══ 文書抜粋
2023.03.01
オリンピックや世界陸上に出場し、華々しい活躍をしてきた陸上界のレジェンドたち。誰もがあこがれたスターたちも、最初からスターだったわけではなく、初々しい中学生、高校生時代があったのです。
そんな陸上界のレジェンドたちに、自身の青春時代を語ってもらう企画「レジェンドのアオハル」がスタート。栄光だけでなく、挫折を経験し、悩みを乗り越えて頂点を極めた先人たちに、中高生のみなさんへのアドバイスもしていただきます。
第1回は男子400mで北京、ロンドン、リオの五輪3大会に出場し、日本選手権では11連覇を果たした金丸祐三さんに中高生時代を語っていただきました。
――中高の陸上部の雰囲気は?
中学の陸上部は、練習日と休みの日が決まっていて、朝練習もしっかりやるという部でした。顧問の竹口恵子先生がとても熱心で、専門的なことというよりは基本的なことを指導してくださいました。礼儀や礼節にも厳しい方で、みんなで毎日楽しくやっていましたが、私自身はやんちゃな部分もあったので、一番怒られていたと思います。
════
抜粋をもとに、金丸祐三さんが日本選手権で何連覇を果たしたかを答える。 次の項目は、上の抜粋とは別の出典から取ったものだ。
══ 抽出項目
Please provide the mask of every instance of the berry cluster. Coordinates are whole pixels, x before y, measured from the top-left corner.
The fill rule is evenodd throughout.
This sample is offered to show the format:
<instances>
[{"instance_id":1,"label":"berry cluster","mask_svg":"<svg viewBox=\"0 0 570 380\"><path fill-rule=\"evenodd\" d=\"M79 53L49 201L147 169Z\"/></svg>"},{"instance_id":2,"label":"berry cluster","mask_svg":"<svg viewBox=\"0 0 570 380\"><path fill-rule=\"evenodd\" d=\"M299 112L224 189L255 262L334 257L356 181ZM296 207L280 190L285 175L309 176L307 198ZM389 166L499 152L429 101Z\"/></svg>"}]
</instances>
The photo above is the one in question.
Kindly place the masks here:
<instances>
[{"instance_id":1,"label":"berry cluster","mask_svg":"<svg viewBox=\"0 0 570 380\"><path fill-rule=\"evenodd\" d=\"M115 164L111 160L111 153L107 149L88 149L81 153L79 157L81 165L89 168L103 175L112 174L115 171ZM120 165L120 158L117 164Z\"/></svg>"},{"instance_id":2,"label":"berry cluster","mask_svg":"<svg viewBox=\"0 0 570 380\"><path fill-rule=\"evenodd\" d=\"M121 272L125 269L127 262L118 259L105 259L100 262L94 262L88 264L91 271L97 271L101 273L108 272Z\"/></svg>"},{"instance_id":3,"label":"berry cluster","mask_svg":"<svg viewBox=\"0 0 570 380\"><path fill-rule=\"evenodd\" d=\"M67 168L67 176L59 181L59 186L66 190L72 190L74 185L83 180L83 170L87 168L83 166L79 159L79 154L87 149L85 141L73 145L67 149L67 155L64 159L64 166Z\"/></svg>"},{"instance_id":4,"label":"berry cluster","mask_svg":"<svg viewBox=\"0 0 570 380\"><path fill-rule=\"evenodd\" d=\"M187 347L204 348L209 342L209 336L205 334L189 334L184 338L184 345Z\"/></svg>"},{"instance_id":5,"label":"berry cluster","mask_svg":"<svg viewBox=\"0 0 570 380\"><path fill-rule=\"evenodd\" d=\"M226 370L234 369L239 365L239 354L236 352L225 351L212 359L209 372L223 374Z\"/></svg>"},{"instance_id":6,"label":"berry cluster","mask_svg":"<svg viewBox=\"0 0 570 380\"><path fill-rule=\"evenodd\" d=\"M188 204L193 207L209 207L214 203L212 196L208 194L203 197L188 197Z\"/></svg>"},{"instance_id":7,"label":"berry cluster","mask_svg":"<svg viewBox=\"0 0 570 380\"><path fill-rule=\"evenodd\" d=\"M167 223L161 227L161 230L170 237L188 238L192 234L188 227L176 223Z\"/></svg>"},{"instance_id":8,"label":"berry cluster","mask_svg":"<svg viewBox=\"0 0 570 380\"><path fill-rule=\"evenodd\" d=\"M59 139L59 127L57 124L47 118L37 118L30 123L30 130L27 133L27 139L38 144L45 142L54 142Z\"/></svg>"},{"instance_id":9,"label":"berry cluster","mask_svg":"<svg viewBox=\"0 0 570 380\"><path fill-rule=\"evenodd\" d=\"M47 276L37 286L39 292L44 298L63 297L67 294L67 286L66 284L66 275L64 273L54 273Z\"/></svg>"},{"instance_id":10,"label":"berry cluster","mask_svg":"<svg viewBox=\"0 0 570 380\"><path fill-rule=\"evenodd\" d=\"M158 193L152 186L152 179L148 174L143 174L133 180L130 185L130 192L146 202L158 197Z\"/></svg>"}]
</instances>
════
■ **出力結果**
11連覇。